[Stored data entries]

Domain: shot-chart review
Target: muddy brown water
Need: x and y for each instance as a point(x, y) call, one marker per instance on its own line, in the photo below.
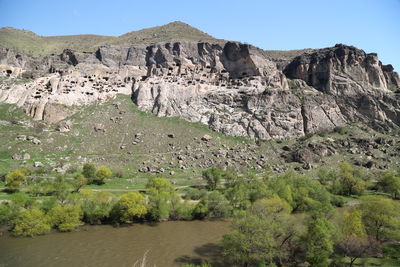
point(167, 243)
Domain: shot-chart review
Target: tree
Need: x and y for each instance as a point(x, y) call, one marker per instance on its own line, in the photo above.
point(102, 174)
point(319, 240)
point(264, 234)
point(65, 218)
point(31, 222)
point(381, 217)
point(89, 171)
point(14, 180)
point(238, 195)
point(357, 247)
point(390, 183)
point(349, 184)
point(354, 242)
point(299, 191)
point(352, 224)
point(61, 189)
point(96, 207)
point(212, 176)
point(216, 204)
point(162, 198)
point(130, 207)
point(79, 182)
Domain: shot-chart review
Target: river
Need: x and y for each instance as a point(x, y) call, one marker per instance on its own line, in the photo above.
point(167, 244)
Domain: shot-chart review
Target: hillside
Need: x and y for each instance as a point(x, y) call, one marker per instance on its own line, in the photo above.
point(31, 43)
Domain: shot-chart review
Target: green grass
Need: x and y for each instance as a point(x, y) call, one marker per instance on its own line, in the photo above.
point(28, 42)
point(382, 262)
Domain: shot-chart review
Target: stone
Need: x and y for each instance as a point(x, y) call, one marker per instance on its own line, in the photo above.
point(206, 138)
point(21, 137)
point(36, 141)
point(233, 88)
point(305, 156)
point(98, 127)
point(16, 156)
point(37, 164)
point(64, 126)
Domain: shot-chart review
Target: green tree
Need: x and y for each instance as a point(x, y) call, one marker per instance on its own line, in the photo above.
point(381, 217)
point(31, 222)
point(212, 176)
point(14, 180)
point(238, 195)
point(352, 224)
point(89, 171)
point(390, 183)
point(301, 192)
point(6, 214)
point(354, 242)
point(78, 182)
point(263, 235)
point(216, 204)
point(65, 218)
point(349, 183)
point(319, 241)
point(162, 198)
point(61, 189)
point(130, 207)
point(96, 207)
point(102, 174)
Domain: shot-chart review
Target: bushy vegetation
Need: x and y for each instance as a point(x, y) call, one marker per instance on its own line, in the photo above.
point(277, 220)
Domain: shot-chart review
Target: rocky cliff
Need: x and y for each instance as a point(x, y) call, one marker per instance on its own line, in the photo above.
point(235, 88)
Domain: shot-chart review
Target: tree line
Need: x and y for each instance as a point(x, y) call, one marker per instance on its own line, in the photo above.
point(277, 220)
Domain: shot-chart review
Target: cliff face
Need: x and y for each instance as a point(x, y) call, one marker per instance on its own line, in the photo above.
point(234, 88)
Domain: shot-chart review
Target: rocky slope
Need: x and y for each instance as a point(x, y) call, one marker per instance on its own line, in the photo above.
point(234, 88)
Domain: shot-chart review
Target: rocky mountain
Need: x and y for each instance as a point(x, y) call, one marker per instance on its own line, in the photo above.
point(234, 88)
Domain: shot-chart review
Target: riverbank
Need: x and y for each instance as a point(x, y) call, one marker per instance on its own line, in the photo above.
point(168, 244)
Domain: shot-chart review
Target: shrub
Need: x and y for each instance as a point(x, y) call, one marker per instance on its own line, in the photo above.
point(31, 222)
point(96, 207)
point(130, 207)
point(14, 180)
point(102, 174)
point(194, 194)
point(89, 171)
point(212, 176)
point(340, 130)
point(65, 218)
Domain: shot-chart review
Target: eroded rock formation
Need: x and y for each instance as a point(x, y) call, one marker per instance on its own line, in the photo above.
point(234, 88)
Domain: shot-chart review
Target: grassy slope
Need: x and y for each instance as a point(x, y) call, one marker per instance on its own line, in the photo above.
point(28, 42)
point(82, 143)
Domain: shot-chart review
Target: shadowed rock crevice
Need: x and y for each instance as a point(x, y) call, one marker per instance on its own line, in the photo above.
point(236, 89)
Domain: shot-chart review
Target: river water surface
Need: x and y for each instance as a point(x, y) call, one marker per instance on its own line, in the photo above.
point(167, 243)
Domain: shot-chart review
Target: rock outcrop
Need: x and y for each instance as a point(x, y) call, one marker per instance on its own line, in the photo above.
point(235, 88)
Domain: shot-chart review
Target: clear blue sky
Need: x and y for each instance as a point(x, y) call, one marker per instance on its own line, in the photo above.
point(372, 25)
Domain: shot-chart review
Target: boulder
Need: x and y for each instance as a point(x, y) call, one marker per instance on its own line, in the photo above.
point(206, 138)
point(37, 164)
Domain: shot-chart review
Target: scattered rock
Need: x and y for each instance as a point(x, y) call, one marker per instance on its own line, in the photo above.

■ EXERCISE:
Please print all of the records above exactly, omitting each picture.

■ ANSWER SECTION:
Domain: shot-chart review
Target: muddy brown water
Need: x and y for each instance as a point(x, y) call, one marker per instance on its own line, in the photo below.
point(167, 243)
Domain: shot-chart review
Target: tree
Need: x and y for each instance as a point(x, y) call, one marker per instance on its own line, in the photo above.
point(102, 174)
point(319, 240)
point(264, 234)
point(65, 218)
point(31, 222)
point(381, 217)
point(89, 171)
point(14, 180)
point(238, 195)
point(357, 247)
point(390, 183)
point(349, 184)
point(354, 242)
point(299, 191)
point(352, 224)
point(61, 189)
point(96, 207)
point(212, 176)
point(216, 204)
point(162, 198)
point(130, 207)
point(79, 182)
Domain: shot-chart review
Target: river
Need: x and y for each instance as a point(x, y) call, one marker per instance on its own line, in the photo above.
point(167, 244)
Domain: shot-chart review
Target: hillside
Need: x and y for each instance as a point(x, y) call, one marker per instance on its own line, in the photo above.
point(31, 43)
Domain: shot-chart review
Target: green grass
Need: x and y for each instance as a point(x, y) call, one marker per instance on its own line, in the photo above.
point(28, 42)
point(382, 262)
Domain: shot-chart review
Target: stone
Need: x and y for each instance as a point(x, y) call, one marker per instance on its own line, in the photo above.
point(206, 138)
point(21, 137)
point(36, 141)
point(233, 88)
point(305, 156)
point(98, 127)
point(16, 156)
point(37, 164)
point(64, 126)
Domain: shot-chart review
Target: green tree
Need: x and y for each instance as a point(x, y) call, one marker per instance on its own line, in the photo above.
point(381, 217)
point(31, 222)
point(212, 176)
point(14, 180)
point(238, 195)
point(352, 224)
point(89, 171)
point(390, 183)
point(301, 192)
point(6, 214)
point(354, 242)
point(78, 182)
point(263, 235)
point(216, 204)
point(65, 218)
point(349, 183)
point(319, 241)
point(162, 198)
point(61, 189)
point(130, 207)
point(96, 207)
point(102, 174)
Domain: shot-chart review
Target: bushy vegetation
Need: x and y for each instance as a point(x, y) call, one marker per instance on its own line, in the photo above.
point(277, 220)
Domain: shot-chart review
Target: rocky cliff
Need: x and y for each instance as a point(x, y) call, one marker per instance on its own line, in the photo above.
point(235, 88)
Domain: shot-chart review
Target: tree line
Need: x and y for each instance as a point(x, y) call, one marker per instance on its own line, in the photo above.
point(277, 220)
Domain: shot-chart review
Target: cliff face
Need: x and y for each instance as a point(x, y) call, one marker per instance on its own line, in the photo above.
point(234, 88)
Domain: shot-chart review
Target: rocky slope
Need: x and y for each instance as a point(x, y) call, one marker per instance on its own line, in the photo above.
point(234, 88)
Domain: shot-chart review
Target: rocky mountain
Need: x and y for each instance as a point(x, y) call, one marker per instance on its own line, in the photo above.
point(234, 88)
Domain: shot-chart review
Target: riverbank
Need: x and y for each instance as a point(x, y) call, one marker per instance on its own line, in the photo above.
point(168, 244)
Domain: shot-chart review
Target: shrub
Need: x and y for each instance as a point(x, y) call, one marker per instance on its own line, in the photo above.
point(31, 222)
point(96, 207)
point(130, 207)
point(14, 180)
point(102, 174)
point(194, 194)
point(89, 171)
point(212, 176)
point(340, 130)
point(65, 218)
Domain: shot-chart review
Target: eroded rock formation
Need: x and y for each instance as a point(x, y) call, one marker per instance on its own line, in the photo above.
point(234, 88)
Domain: shot-chart review
Target: grassy slope
Need: x and y for each instance as a point(x, y) call, one marker per instance on its own line, in the photo above.
point(28, 42)
point(82, 143)
Domain: shot-chart review
Target: shadowed rock crevice
Need: x and y for each instance as a point(x, y) call, one marker per instance on its own line, in the photo above.
point(236, 89)
Domain: shot-chart review
Target: river water surface
Need: x and y for each instance as a point(x, y) call, one marker per instance on its own line, in the photo above.
point(167, 243)
Domain: shot-chart review
Target: rock outcrop
Need: x and y for each instance as a point(x, y) call, one marker per instance on its own line, in the photo above.
point(235, 88)
Domain: shot-chart review
Target: clear blue sky
Need: x and y for each instance as a point(x, y) call, one marker per instance on its own line, in the photo above.
point(372, 25)
Domain: shot-chart review
Target: boulder
Need: x and y for each instance as a point(x, y) call, one marker per instance on its own line, in the photo above.
point(206, 138)
point(37, 164)
Domain: shot-chart review
Target: scattered rock
Need: x and y for each instance as a point(x, y) call, one marker per instance on its own line, in the photo above.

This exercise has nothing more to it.